EXCERPTED PASSAGE:
= = = = = = =

Even so, there's no actual reason in this program to convert to
Unicode at all. If the input file is either Latin-3 or Big5, half of
the lines read don't have to be converted to anything. If the input
file's a proper subset of both (like, US ASCII) then none of the
lines read in need any conversion at all.
If Parrot forced all input data to be converted to Unicode internally
then this program would potentially have some significant overhead,
depending on the type of the input file. Given the output, the input
is likely either Latin-3 or Big5, either of which needs some
conversion to get turned into Unicode, while Unicode is guaranteed to
need some conversion for proper output to both files.

= = = = = = =

SUPPLIED DATA:
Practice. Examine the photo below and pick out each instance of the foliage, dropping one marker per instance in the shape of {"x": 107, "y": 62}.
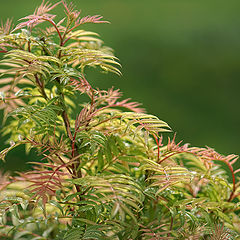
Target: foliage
{"x": 105, "y": 172}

= = = = = = =

DIRECTION 1:
Answer the following from the passage on Parrot and Unicode conversion:
(a) How many of the lines read need conversion if the input file is a proper subset of both Latin-3 and Big5?
(b) What example of such a subset does the passage give?
(c) What does the passage say Unicode is guaranteed to need for proper output to both files?
DIRECTION 2:
Output, with no changes, the part of the passage on Parrot and Unicode conversion that opens with the words containing "Even so, there's" and closes with "conversion at all.".
DIRECTION 3:
Write the next part of the passage on Parrot and Unicode conversion, beginning after its final sentence.

TASK OUTPUT 1:
(a) None of them.
(b) US ASCII.
(c) Some conversion.

TASK OUTPUT 2:
Even so, there's no actual reason in this program to convert to
Unicode at all. If the input file is either Latin-3 or Big5, half of
the lines read don't have to be converted to anything. If the input
file's a proper subset of both (like, US ASCII) then none of the
lines read in need any conversion at all.

TASK OUTPUT 3:
Synthesized code points
=======================
Parrot provides code points for all characters, even for those
character sets/encodings which don't inherently do so. Most sets that
have variable-length encodings use an escape sequence scheme--the
value of the first byte in a character determines whether the
character is a one or more byte sequence. When parrot turns these into
code points it does it by building up the final value. The first byte
is put in the low 8 bits of the integer. If there's a second byte in
the sequence the current value is shifted left 8 bits and the new byte
is stuffed in the low 8 bits. If there's a third byte in the sequence
everything is shifted left again 8 bits and that third byte is stuffed
in the bottom, and so on.
For example, in Shift-JIS, if the frst byte is in the range
0x21-0x7E or 0xA1-0xDF the character is a single byte. If the first
byte is in the range 0x81-0x9F or 0xE0-0xEF the character takes two
bytes, with the first byte determining which table the second byte
indexes into. The roman character A is represented by a single byte
0x41, while the Japanese hiragana KA is represented by the byte
sequence 0x82 0xA9. When parrot turns this into code points, it
becomes two integers, 0x00000041 and 0x000082A9. (Though it could
represent them as 16-bit integers, since no character takes three or
more bytes)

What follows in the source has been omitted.